What is expected
For each statement below, say yes or no depending on whether the court report agrees with it, and quote the deciding words of the report: 1. The Court denied both of Plaintiff's motions as to Officer Gomez. 2. Plaintiff attached the results of a skip trace to his first motion. 3. Plaintiff filed his second motion for service by publication a month after the first.

Opinion
CV-22-00953-PHX-SMB (ASB)
12-13-2023
Aaron Jackson, Plaintiff, v. City of Phoenix, et al., Defendants.
REPORT AND RECOMMENDATION
HONORABLE ALISON S. BACHUS UNITED STATES MAGISTRATE JUDGE
Pending before the Court is Plaintiff's Motion to Extend Time for Service of the Third Amended Complaint on Officer Gomez (Doc. 63). The motion is fully briefed and ripe for disposition.
A. Background
The record demonstrates that Plaintiff filed two motions as to Officer Gomez. (Docs. 58, 61.) The Court denied both motions. (Docs. 60, 62.) In its Order denying the first motion, the Court observed that it was Plaintiff's burden to show service by various methods was “impracticable” before permitting service by publication. (Doc. 60.) The Court found Plaintiff had failed to make that showing. (Id.) The Court noted that it was not inclined to approve service by publication without a skip trace being completed. (Id. at 2.)
A week later, Plaintiff filed his second motion for service by publication. (Doc. 61.) Plaintiff attached to his second motion the results of a skip trace. (Id.) In its Order denying the second motion, the Court concluded the skip trace was insufficient because Plaintiff had not made a minimal, discernible effort to obtain biographical information about Officer Gomez such that a meaningful attempt at a skip trace could be accomplished. (Doc. 62 at 2.) The Court further indicated its concern for ensuring due process. (Id.)

Supplied data
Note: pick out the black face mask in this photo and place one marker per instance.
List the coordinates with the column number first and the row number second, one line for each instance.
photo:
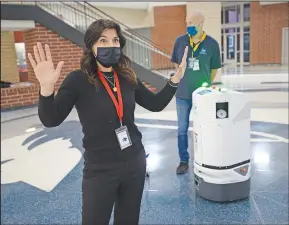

Final result
1. Yes: "The Court denied both motions."
2. No: "Plaintiff attached to his second motion the results of a skip trace."
3. No: "A week later, Plaintiff filed his second motion for service by publication."